BRIEF => Write the next part of the passage on the church rebuilt after the fire, picking up right after its last sentence and ignoring the data that follows it.

PASSAGE FOR REVIEW =>
....................

After the fire, the parish was combined with that of St Botolph Billingsgate. Rebuilding commenced in 1671, using rubble from old St Paul's Cathedral. Stone was recovered from St Botolph's for use in the walls. It was finished in 1676, at a cost of £4,466. An unusual feature of the church was that it was built on a stylobate; the site was originally low-lying and sloped downhill towards the Thames, so Wren raised the level and made it even by the construction of a platform. The new building was roughly square in plan. Its east front, facing Botolph Lane, consisted of three bays, the central one of which projected, and was slightly wider. The windows on the north and east sides were round-headed, and the church had Portland stone dressings. The square tower was accommodated within the north west of the church. It had square belfry windows and was topped with a parapet with flaming urns on the corners.

The new church measured internally 54 ft long and 36 ft wide. Nave and aisles were separated by two widely spaced Composite columns on each side. The nave had an arched ceiling, divided into panels and pierced by four circular windows; there were also large windows in each wall. The ceilings of the aisles were flat. There was an oak reredos, and the walls were panelled to the height of about 9 ft.

....................

RAW DATA =>
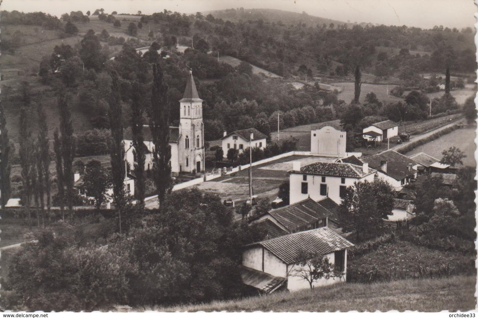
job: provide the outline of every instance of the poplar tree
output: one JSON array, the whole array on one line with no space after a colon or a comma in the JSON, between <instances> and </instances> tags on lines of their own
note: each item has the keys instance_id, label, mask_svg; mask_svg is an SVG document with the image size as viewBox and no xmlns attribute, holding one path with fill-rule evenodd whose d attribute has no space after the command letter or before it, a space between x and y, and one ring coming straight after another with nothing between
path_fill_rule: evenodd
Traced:
<instances>
[{"instance_id":1,"label":"poplar tree","mask_svg":"<svg viewBox=\"0 0 478 318\"><path fill-rule=\"evenodd\" d=\"M151 92L151 118L150 128L154 147L153 149L152 175L160 204L172 188L171 146L169 145L169 105L168 86L164 83L163 70L158 64L152 66L153 83Z\"/></svg>"},{"instance_id":2,"label":"poplar tree","mask_svg":"<svg viewBox=\"0 0 478 318\"><path fill-rule=\"evenodd\" d=\"M146 151L143 135L143 108L141 103L140 85L135 82L132 87L132 101L131 104L131 131L133 139L133 153L136 158L134 174L136 177L135 195L138 204L144 204L145 195L144 164Z\"/></svg>"}]
</instances>

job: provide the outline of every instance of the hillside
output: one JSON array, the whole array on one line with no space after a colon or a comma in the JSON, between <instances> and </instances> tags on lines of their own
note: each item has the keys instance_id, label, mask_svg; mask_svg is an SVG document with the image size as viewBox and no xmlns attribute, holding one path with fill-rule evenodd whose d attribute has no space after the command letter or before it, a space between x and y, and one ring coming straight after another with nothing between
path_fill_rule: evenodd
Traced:
<instances>
[{"instance_id":1,"label":"hillside","mask_svg":"<svg viewBox=\"0 0 478 318\"><path fill-rule=\"evenodd\" d=\"M277 293L241 300L215 301L198 305L156 307L158 311L381 312L418 310L436 312L470 310L475 308L476 278L405 280L371 284L347 284ZM146 308L149 310L149 308Z\"/></svg>"}]
</instances>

....................

ANSWER FOR THIS EXERCISE =>
==Later history==
The most famous character associated with the church was Lord Mayor and MP for the City of London, William Beckford (father of the writer and constructor of follies William Thomas Beckford). The sword rest used during his 1770 mayoral visit has the inscription "Sacred to the memory of that real patriot the Right Hon. William Beckford, twice Lord Mayor of London: whose incessant spirited efforts to serve his country hastened his dissolution." It is now in St Mary-at-Hill.

The church's proximity to Billingsgate fish market prompted James Peller Malcolm to write "The narrow streets and alleys and their wet slippery footways will not bear description or invite unnecessary visits". St George's fell into decay during the second half of the 19th century. The last service was held in 1890, and in May 1900 a letter to The Times reported that not only had the church been condemned as structurally unsafe, but that the accumulation of human remains in the vault had become a health hazard. The church was closed in 1901 and demolished in 1904, the parish being combined with that of nearby St Mary-at-Hill. Many bodies were disinterred from the churchyard and reburied at Brookwood Cemetery. The site of the church is now occupied by Richard Seifert’s Farryner House of 1973. The churchyard gates survive in Lovat Lane, and a parish boundary mark can still be found on Fish Street Hill.

The church's sword rests, plate, royal arms, ironwork, organ and organ case all went to St Mary-at-Hill. The pulpit is now in St George's church in Southall in West London.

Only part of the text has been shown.